### [Exercise instructions]
Scale up the stretch from the line containing "arm in the image above." through the end of the rows, requests included, multiplying every bounding-box coordinate in the answers by 2.25 and rounding to whole numbers, halves up. Give only that stretch, and leave the pictures out.

### [Recorded data]

○ ○ ○ ○ ○

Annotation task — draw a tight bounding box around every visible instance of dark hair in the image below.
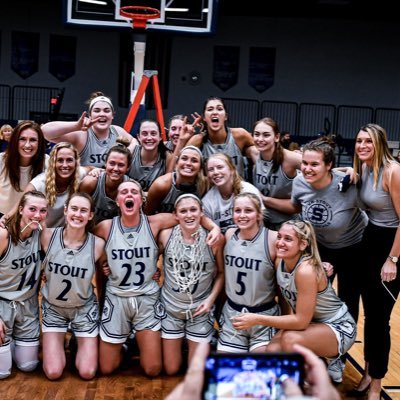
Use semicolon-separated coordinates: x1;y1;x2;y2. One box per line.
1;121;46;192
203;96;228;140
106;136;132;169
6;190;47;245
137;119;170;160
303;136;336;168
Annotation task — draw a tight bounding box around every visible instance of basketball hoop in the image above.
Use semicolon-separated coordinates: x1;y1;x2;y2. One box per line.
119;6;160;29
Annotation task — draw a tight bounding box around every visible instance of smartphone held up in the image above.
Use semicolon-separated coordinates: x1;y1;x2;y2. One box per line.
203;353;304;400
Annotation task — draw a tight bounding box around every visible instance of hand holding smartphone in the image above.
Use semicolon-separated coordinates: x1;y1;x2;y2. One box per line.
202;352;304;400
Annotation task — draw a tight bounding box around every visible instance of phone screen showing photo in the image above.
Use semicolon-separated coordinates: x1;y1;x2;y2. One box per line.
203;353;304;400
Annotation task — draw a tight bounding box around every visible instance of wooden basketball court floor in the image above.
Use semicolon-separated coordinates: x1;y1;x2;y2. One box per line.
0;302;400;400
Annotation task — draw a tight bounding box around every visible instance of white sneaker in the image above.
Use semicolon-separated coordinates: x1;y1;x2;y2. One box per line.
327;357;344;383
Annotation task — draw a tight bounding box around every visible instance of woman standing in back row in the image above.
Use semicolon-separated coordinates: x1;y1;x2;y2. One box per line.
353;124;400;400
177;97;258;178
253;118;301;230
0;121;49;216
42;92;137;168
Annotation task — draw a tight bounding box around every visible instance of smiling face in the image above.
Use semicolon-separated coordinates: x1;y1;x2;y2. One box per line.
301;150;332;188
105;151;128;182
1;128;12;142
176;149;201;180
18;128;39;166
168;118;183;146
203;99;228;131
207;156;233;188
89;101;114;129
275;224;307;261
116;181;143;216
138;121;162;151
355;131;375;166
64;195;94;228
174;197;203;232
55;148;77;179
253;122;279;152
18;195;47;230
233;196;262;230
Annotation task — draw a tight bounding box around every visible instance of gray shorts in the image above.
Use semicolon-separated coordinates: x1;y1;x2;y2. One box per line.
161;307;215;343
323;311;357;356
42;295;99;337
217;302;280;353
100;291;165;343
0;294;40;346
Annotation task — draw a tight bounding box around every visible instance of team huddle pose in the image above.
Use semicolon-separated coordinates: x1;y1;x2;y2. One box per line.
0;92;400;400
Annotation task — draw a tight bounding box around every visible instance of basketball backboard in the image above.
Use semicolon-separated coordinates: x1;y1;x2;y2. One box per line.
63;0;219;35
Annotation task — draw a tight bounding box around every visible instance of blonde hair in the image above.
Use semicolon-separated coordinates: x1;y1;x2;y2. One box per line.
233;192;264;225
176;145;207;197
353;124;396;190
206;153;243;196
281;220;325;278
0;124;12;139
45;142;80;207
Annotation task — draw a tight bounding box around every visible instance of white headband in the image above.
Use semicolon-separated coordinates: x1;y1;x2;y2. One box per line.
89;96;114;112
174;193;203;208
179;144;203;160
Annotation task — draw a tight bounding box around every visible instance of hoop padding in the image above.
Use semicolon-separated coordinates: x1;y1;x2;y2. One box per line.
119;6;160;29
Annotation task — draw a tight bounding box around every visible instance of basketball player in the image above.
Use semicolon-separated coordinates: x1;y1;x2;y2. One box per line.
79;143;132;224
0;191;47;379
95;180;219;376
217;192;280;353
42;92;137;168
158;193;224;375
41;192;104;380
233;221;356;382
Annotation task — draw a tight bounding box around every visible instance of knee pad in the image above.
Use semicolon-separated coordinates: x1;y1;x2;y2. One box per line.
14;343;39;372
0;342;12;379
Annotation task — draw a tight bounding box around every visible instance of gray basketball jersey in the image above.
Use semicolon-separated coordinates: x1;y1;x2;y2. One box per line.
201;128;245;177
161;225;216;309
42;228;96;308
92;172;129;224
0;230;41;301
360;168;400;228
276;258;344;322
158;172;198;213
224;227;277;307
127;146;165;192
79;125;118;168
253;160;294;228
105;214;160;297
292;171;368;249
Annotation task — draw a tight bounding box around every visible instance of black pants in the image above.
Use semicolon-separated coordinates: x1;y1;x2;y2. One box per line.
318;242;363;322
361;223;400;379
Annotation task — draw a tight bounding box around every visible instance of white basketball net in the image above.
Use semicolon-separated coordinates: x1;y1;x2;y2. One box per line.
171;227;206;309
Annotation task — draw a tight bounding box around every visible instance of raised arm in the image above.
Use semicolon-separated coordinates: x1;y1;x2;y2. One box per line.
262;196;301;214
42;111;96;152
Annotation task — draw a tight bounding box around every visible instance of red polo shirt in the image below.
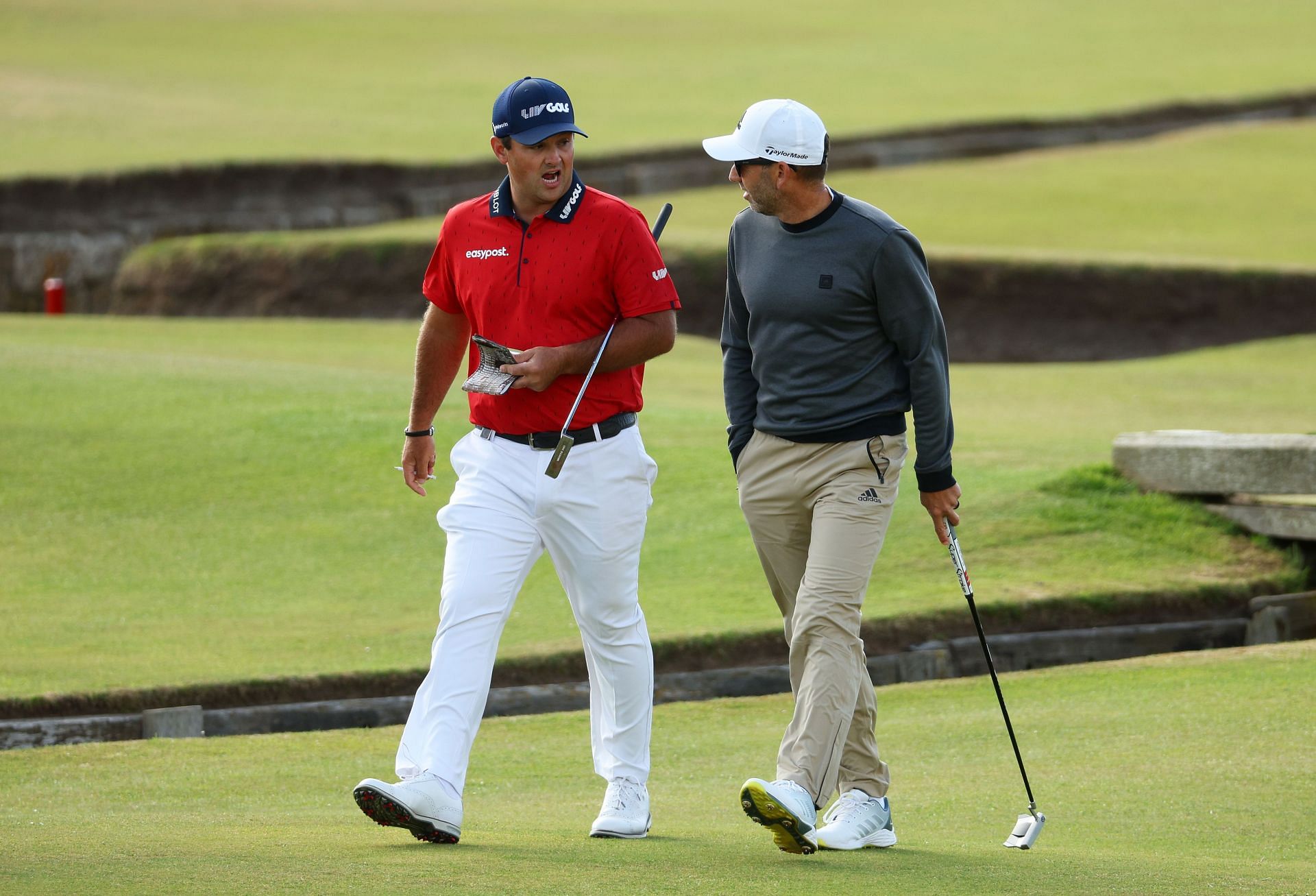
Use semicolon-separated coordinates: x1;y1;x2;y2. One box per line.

○ ○ ○ ○ ○

### [Output for this exercise]
Annotation task — draw a tight bounding box around every visible instance of raised arm in the image above.
Use semicolon-separated coordinates: x1;y1;x2;y2. One box per line.
590;441;677;482
95;250;216;342
Annotation task — draw a tight bounding box around every visible instance of red polo shirt in the image below.
Use semicolon-separated coordinates: x1;y1;x2;y2. One box per line.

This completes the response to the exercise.